What is required
Return each line of the material below that contains the string "front", copied without changes.

(begin)

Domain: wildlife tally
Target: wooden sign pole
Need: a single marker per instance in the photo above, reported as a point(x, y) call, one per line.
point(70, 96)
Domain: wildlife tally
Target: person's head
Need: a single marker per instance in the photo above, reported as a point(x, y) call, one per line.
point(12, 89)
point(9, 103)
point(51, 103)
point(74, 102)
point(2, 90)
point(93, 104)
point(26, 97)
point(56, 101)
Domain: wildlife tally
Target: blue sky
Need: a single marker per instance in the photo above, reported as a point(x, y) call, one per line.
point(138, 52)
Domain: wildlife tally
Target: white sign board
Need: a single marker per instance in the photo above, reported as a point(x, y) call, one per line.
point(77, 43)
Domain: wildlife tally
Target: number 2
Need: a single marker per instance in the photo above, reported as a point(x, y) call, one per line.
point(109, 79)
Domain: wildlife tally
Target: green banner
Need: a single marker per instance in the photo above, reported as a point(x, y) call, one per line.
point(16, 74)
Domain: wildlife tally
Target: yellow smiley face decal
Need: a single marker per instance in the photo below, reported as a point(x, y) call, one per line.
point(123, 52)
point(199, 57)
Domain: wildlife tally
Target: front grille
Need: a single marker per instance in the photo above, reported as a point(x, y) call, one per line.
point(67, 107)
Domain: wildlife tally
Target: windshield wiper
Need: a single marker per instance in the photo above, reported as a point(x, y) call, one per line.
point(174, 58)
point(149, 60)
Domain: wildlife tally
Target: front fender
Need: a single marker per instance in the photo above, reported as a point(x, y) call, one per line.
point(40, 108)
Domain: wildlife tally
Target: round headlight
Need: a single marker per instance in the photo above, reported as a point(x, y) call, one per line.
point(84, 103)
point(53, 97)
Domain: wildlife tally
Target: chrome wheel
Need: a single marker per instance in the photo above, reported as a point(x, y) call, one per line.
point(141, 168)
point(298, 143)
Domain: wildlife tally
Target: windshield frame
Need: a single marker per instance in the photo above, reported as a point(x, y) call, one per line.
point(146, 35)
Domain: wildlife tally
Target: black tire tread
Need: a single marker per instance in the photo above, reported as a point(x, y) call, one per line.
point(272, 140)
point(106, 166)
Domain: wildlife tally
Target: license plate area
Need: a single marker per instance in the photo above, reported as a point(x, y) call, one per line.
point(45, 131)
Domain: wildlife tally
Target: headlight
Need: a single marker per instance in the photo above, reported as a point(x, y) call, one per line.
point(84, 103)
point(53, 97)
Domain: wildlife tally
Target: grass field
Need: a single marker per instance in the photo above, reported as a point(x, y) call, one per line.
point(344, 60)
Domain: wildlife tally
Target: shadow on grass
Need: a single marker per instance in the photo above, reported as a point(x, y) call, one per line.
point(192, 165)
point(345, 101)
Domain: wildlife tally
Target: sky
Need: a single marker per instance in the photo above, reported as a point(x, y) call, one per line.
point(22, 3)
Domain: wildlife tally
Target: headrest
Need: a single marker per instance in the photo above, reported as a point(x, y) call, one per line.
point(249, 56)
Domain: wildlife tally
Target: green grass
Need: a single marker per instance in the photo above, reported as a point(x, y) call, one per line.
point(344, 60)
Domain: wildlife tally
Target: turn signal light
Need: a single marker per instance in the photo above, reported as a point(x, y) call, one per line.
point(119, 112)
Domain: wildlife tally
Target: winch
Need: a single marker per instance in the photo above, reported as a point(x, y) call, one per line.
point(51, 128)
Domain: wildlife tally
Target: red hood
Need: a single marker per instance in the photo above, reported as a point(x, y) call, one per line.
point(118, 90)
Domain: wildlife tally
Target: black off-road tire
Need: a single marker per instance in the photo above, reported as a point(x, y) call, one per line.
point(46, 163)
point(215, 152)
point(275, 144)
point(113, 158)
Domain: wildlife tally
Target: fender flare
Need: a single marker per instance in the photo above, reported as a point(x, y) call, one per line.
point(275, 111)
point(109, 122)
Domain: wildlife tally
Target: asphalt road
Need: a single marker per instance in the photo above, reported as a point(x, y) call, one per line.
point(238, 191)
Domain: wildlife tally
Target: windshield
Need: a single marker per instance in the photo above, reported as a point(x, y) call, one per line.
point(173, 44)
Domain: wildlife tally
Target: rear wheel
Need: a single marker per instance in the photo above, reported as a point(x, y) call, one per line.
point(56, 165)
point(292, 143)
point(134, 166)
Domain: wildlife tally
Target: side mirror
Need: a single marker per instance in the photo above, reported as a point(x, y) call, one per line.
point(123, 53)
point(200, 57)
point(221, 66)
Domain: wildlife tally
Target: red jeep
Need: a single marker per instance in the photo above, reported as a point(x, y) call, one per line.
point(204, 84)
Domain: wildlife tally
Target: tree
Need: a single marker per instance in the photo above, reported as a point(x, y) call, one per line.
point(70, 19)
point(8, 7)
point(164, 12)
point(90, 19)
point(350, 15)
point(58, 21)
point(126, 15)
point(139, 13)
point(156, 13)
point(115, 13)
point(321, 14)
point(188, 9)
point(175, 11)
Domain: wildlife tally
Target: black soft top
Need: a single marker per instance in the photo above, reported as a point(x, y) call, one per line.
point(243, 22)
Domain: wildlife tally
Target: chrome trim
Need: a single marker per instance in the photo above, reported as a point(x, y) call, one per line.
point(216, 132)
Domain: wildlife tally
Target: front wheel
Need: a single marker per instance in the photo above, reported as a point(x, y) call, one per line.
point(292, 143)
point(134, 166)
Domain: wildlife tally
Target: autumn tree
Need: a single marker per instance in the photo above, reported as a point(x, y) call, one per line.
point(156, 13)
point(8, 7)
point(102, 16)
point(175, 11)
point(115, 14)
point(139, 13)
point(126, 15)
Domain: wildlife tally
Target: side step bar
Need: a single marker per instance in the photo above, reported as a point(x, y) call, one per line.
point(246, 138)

(end)
(begin)

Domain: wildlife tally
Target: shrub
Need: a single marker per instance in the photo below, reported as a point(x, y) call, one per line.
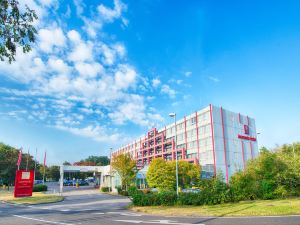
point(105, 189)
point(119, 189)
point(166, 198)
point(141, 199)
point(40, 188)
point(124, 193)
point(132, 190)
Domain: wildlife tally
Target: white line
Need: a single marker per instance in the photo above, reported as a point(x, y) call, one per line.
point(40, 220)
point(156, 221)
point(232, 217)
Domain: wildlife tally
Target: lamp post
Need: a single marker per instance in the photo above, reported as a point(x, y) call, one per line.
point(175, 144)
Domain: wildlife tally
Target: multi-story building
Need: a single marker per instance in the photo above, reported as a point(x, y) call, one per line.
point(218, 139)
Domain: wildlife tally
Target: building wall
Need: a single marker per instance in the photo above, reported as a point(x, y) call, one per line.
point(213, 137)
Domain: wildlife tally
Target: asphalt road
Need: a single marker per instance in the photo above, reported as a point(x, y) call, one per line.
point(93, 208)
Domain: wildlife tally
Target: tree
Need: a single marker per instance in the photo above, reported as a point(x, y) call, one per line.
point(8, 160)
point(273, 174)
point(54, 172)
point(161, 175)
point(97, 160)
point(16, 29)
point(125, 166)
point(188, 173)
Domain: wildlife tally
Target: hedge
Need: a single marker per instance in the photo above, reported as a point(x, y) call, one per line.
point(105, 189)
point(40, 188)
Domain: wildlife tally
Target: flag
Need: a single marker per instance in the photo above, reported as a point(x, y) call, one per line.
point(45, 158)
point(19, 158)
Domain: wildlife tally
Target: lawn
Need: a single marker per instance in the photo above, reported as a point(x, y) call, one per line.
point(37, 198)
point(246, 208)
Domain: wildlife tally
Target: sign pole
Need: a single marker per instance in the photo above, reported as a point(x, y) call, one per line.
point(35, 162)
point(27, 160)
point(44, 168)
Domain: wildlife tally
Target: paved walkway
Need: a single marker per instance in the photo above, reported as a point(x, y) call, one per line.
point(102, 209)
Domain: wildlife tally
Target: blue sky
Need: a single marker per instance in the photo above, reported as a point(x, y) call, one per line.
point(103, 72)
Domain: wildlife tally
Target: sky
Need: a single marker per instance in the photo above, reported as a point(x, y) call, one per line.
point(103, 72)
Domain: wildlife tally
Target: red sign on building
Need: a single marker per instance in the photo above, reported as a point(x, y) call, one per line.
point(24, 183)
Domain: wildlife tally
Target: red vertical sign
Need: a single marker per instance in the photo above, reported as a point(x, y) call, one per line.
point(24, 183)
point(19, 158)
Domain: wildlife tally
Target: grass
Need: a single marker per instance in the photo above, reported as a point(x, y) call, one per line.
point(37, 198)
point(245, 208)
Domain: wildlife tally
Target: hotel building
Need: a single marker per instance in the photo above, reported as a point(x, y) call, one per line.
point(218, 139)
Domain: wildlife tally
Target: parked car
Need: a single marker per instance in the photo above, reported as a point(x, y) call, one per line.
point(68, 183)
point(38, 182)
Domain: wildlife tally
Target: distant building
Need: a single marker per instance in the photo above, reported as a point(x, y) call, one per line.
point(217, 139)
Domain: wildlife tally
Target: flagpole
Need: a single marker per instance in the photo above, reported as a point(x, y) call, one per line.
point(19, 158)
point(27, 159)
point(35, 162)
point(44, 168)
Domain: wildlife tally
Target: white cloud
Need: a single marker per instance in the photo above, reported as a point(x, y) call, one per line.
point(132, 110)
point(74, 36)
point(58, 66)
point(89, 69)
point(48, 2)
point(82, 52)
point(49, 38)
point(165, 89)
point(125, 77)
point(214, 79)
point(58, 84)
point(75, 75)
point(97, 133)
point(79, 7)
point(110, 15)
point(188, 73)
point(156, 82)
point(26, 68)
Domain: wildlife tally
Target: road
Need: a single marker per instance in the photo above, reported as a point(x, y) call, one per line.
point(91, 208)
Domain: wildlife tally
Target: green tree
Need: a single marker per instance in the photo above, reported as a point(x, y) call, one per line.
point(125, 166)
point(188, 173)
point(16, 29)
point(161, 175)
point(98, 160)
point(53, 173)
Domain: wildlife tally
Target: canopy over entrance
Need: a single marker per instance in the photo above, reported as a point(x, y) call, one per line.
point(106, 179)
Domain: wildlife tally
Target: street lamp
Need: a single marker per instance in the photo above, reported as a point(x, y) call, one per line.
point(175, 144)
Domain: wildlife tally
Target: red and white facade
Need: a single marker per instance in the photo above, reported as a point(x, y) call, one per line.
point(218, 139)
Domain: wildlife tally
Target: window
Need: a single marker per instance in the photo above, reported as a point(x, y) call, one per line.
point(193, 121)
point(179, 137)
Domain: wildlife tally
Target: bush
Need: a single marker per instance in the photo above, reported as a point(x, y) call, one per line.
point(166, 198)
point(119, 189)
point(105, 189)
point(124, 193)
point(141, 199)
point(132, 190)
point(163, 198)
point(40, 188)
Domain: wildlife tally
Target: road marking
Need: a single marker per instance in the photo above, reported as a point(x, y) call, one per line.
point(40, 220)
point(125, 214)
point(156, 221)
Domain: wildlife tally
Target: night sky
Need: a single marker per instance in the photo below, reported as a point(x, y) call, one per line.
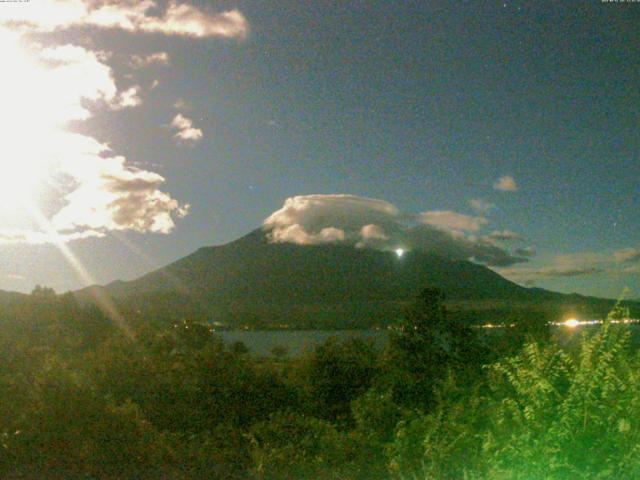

(end)

Exercise solution
Target: front grille
Target: front fender
Target: front wheel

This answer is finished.